== Challenge ==
Locate each line in the records below that contains the string "green" and copy those lines out. Matches must have the same capitalization.

== Information shown ==
********

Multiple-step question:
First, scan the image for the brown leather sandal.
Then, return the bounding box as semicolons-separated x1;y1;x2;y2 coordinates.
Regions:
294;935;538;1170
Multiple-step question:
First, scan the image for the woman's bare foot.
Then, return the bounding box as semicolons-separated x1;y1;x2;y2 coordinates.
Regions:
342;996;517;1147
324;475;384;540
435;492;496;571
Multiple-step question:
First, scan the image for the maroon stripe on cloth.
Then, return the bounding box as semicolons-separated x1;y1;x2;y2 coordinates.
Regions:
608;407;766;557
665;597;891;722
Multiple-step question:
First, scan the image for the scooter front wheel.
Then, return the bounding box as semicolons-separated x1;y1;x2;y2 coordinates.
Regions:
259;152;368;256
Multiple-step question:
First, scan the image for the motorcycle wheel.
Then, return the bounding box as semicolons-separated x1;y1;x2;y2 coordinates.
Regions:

********

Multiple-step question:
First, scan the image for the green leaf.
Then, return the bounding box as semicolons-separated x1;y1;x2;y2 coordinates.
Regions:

********

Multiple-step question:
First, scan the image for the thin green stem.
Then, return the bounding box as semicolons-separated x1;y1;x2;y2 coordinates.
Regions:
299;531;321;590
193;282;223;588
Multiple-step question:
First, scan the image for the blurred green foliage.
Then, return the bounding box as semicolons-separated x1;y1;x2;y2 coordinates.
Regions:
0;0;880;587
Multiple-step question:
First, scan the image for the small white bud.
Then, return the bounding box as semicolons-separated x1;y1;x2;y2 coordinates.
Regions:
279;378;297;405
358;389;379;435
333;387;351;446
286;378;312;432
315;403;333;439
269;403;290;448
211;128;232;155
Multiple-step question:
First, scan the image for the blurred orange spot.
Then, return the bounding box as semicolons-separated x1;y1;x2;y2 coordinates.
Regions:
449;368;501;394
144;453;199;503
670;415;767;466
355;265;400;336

********

== Complete answer ==
First, scan the image for the green leaf.
First, scan the image for the thin green stem.
First, scan the image for the blurred green foliage.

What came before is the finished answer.